> [Task to complete] Rewrite the part that opens with the line containing "Pretty please, detect the wooden" and closes with the line containing "[132,66,139,73]", keeping every line, requests included. Scale each coordinate in the answers by 1.3 and round it to a whole number, rounding halves up.

> [Entries provided]
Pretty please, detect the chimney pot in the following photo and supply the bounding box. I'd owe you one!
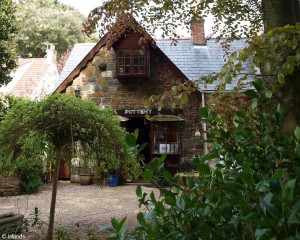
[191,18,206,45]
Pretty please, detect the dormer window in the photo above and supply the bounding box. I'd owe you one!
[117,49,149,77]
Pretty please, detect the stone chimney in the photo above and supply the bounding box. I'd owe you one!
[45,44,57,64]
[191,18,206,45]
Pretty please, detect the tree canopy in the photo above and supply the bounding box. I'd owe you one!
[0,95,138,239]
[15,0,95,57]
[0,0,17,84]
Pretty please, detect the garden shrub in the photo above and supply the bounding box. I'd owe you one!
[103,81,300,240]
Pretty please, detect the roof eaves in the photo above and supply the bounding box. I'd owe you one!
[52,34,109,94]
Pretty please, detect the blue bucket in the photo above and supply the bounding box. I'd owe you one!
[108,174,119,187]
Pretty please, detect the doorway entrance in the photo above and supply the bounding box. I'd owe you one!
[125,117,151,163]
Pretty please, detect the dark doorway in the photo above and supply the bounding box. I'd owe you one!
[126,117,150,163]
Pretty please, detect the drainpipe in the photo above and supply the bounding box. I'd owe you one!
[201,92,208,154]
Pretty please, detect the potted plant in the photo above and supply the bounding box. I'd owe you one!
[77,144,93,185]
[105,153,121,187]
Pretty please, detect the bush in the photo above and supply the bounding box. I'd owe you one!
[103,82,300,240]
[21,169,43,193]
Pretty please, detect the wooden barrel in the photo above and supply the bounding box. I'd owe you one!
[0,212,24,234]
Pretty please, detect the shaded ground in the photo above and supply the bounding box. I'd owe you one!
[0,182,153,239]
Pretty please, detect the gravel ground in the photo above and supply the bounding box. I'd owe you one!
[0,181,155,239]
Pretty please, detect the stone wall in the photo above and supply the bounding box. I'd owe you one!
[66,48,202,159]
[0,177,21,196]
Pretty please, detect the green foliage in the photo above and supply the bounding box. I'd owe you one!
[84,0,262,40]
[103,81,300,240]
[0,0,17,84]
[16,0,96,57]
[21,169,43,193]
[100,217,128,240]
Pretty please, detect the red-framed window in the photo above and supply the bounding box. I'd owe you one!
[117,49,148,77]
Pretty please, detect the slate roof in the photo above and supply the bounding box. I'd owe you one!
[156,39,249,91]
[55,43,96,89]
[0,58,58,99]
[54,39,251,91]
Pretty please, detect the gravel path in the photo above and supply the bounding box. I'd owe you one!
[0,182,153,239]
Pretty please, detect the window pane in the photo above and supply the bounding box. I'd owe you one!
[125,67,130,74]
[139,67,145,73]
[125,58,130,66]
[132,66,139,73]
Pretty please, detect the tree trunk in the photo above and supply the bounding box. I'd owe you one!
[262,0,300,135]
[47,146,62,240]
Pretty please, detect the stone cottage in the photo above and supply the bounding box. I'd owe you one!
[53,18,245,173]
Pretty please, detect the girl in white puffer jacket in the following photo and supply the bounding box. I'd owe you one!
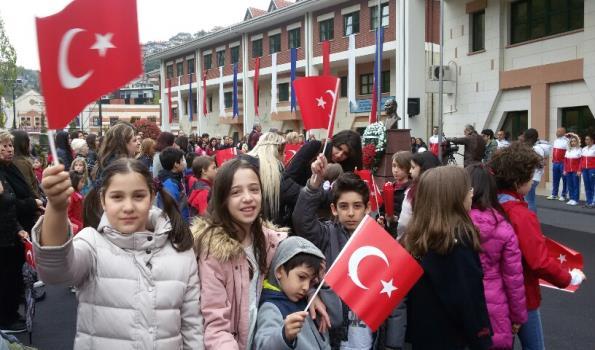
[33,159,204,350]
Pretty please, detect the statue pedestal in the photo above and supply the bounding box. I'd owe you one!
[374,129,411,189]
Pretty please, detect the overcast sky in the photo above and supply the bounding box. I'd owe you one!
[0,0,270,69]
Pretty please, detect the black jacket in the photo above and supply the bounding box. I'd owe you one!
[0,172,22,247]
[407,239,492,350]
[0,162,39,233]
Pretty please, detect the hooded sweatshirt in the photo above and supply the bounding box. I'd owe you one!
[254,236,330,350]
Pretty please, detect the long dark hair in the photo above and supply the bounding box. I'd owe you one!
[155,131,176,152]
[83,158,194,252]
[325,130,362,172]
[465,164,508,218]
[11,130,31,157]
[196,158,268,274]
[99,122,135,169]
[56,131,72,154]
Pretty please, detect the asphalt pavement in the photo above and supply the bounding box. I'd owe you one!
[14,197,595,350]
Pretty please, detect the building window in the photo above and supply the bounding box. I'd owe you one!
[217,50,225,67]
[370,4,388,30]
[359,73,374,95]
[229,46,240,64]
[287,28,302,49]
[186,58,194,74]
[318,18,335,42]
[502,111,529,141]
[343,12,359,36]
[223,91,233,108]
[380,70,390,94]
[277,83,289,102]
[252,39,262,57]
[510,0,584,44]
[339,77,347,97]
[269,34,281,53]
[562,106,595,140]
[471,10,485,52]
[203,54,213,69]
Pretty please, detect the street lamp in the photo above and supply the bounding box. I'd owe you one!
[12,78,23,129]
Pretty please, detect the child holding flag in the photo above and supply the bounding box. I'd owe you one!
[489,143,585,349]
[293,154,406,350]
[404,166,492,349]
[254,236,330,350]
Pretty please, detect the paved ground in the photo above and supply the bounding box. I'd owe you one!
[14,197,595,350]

> [Solution to this task]
Pretty please, detect the wooden barrel in the photo above and supply the bounding box. I'd owe you one!
[0,276,31,304]
Pretty please, detect the shaded ground in the photo above and supply the bounding box. I'd owe you one!
[0,237,199,311]
Pretty please, detect the gravel ground in the photo above and supply the bounding box. I'd owe you one!
[0,235,202,311]
Pretty please, detect the stone wall in the photo above and supply the bounding box. I'd owe you one!
[86,62,263,207]
[0,230,27,255]
Pretty please, detect the green foliage in the photo above and supply the bounding box. I'd owe you one!
[109,0,341,52]
[134,105,390,312]
[0,0,22,109]
[21,0,125,74]
[27,220,56,251]
[130,282,166,312]
Pretty please, detect the red-framed window in the photo above and supply the bounding box. I'd owe you one!
[152,64,192,100]
Pretty please, detect the slate roof in the photo above and supply the bounding box. I'd owe you one!
[203,51,324,118]
[72,56,125,116]
[0,75,75,129]
[70,51,326,118]
Pretty please, detect the gravel path in the photo above and supply the bounding box. I'd owe you one!
[0,237,199,311]
Pretty please, detect the window pane in the photo above and supply the bounding box. I'd owe you one!
[163,87,169,96]
[181,87,189,95]
[163,75,169,86]
[172,86,181,95]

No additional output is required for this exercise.